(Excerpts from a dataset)

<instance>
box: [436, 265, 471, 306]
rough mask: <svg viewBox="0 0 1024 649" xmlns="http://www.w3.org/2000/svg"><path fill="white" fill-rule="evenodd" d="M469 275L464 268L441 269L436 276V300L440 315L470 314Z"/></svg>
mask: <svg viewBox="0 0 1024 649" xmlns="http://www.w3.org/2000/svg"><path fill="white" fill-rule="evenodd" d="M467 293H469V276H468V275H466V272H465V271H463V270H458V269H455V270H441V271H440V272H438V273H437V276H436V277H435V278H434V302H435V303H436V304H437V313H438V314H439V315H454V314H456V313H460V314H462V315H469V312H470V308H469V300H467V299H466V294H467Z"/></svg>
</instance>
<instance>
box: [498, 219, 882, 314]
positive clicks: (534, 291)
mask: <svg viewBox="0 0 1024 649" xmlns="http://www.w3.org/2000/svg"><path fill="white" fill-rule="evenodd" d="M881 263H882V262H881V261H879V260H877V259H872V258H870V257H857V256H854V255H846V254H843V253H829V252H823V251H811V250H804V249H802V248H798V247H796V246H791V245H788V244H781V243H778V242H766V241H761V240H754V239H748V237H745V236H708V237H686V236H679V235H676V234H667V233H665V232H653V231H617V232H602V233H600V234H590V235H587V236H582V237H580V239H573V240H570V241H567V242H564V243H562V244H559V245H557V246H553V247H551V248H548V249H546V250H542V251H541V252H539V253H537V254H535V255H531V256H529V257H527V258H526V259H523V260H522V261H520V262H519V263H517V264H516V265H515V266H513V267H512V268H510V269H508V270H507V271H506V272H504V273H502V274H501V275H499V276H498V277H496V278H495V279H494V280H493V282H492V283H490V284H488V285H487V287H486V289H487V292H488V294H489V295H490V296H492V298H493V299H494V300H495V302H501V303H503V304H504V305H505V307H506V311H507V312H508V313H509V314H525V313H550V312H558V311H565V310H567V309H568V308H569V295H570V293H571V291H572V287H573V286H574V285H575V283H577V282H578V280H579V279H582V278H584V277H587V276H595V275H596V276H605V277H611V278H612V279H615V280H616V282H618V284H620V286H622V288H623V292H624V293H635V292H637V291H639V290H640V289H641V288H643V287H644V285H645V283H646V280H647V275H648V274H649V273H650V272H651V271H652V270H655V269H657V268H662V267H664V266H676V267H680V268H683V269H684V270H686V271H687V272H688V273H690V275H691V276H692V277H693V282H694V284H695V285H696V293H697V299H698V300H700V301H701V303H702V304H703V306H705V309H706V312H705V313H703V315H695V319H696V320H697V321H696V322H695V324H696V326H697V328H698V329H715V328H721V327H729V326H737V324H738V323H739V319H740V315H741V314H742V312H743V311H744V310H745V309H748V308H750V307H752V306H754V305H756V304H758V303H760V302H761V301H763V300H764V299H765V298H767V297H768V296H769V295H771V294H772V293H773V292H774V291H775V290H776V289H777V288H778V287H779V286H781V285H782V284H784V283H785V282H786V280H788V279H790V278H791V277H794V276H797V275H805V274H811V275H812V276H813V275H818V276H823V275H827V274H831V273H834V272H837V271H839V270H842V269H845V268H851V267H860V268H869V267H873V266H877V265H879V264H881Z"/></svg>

What to work on:
Each entry needs to be transcribed exactly.

Answer space:
<instance>
box: [436, 265, 471, 306]
rough mask: <svg viewBox="0 0 1024 649" xmlns="http://www.w3.org/2000/svg"><path fill="white" fill-rule="evenodd" d="M469 275L464 268L441 269L436 276V300L440 315L470 314Z"/></svg>
mask: <svg viewBox="0 0 1024 649" xmlns="http://www.w3.org/2000/svg"><path fill="white" fill-rule="evenodd" d="M467 293H469V276H468V275H466V272H465V271H463V270H458V269H455V270H441V271H440V272H438V273H437V276H436V277H435V278H434V302H435V303H436V304H437V313H438V314H439V315H454V314H456V313H460V314H462V315H469V312H470V308H469V300H467V299H466V294H467Z"/></svg>
</instance>
<instance>
box: [498, 219, 882, 314]
positive clicks: (534, 291)
mask: <svg viewBox="0 0 1024 649" xmlns="http://www.w3.org/2000/svg"><path fill="white" fill-rule="evenodd" d="M881 263H882V262H881V261H879V260H877V259H872V258H870V257H857V256H854V255H846V254H843V253H829V252H823V251H811V250H804V249H802V248H798V247H796V246H791V245H788V244H781V243H778V242H766V241H761V240H754V239H748V237H745V236H708V237H686V236H679V235H676V234H667V233H665V232H653V231H617V232H602V233H600V234H590V235H587V236H582V237H580V239H573V240H570V241H567V242H564V243H562V244H559V245H557V246H553V247H551V248H548V249H546V250H542V251H541V252H539V253H537V254H535V255H531V256H529V257H527V258H526V259H523V260H522V261H520V262H519V263H517V264H516V265H515V266H513V267H512V268H510V269H508V270H507V271H506V272H504V273H502V274H501V275H499V276H498V277H496V278H495V279H494V280H493V282H492V283H490V284H488V285H487V287H486V289H487V292H488V294H489V295H490V296H492V298H493V299H494V300H495V302H501V303H503V304H504V305H505V307H506V311H507V312H508V313H509V314H525V313H550V312H558V311H565V310H567V309H568V308H569V295H570V293H571V291H572V287H573V286H574V285H575V283H577V282H578V280H579V279H582V278H584V277H587V276H595V275H596V276H605V277H611V278H612V279H615V280H616V282H618V284H620V286H622V288H623V292H624V293H635V292H637V291H639V290H640V289H641V288H643V287H644V285H645V283H646V280H647V275H648V274H649V273H650V272H651V271H652V270H655V269H657V268H662V267H664V266H676V267H680V268H683V269H684V270H686V271H687V272H688V273H690V275H691V276H692V277H693V282H694V284H695V285H696V293H697V299H698V300H700V301H701V303H702V304H703V306H705V309H706V312H705V313H703V315H695V319H696V320H697V321H696V322H695V324H696V326H697V328H698V329H715V328H721V327H729V326H737V324H738V323H739V319H740V315H741V314H742V312H743V311H744V310H745V309H748V308H750V307H752V306H754V305H756V304H758V303H760V302H761V301H763V300H764V299H765V298H767V297H768V296H769V295H771V294H772V293H773V292H774V291H775V290H776V289H777V288H778V287H779V286H781V285H782V284H784V283H785V282H786V280H788V279H790V278H791V277H794V276H797V275H805V274H811V275H812V276H813V275H818V276H823V275H827V274H831V273H834V272H837V271H839V270H842V269H845V268H851V267H860V268H869V267H873V266H877V265H879V264H881Z"/></svg>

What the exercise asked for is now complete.